Instructions to follow
In the thread on keys for information marts, what does the reply give as the recommended structures for holding the processing results that users see through views?

Source
Hey folks! I’ve been pondering about this for some days, and i was wondering about this:
When building the information marts, as Kimball-style marts (dimensions and fact tables) - Do you use the hash keys as your keys to join between tables, or do you use business keys? And why?
I’ve created a lot of tables in the information marts already using hash keys, and I recently read some guidance from Patrick to not expose them to users, so i was wondering what is the alternative, just using business keys?
Thanks a lot in advance to anyone who can help with this!
@sicarul If you have a DV2 raw vault model, you may compute a hash key to use in the join. You do not expose hash keys to users - Patrick is correct. We never expose hash keys to consumers or end users. The recommended best practice is to use a PIT, a Bridge, or a PIT/Bridge Hybrid to hold the processing results that are then exposed to the users through virtual (views) facts and dimensions. Your view will expose the underlying business keys from the PIT or Bridge or PIT/Bridge Hybrid along with whatever descriptive data may be required (think dimension) or whatever descriptive data makes sense to the user of the Fact view. If you are building virtual facts and dimensions, you can also use a sequence key that can be exposed to the end user since that is what they are most familiar with in a star schema.

Supplied information
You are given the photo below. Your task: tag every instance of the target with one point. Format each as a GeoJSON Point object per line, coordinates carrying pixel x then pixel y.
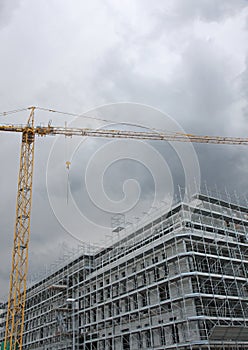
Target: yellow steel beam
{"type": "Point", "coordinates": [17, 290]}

Reply to the task
A PIT, a Bridge, or a PIT/Bridge Hybrid.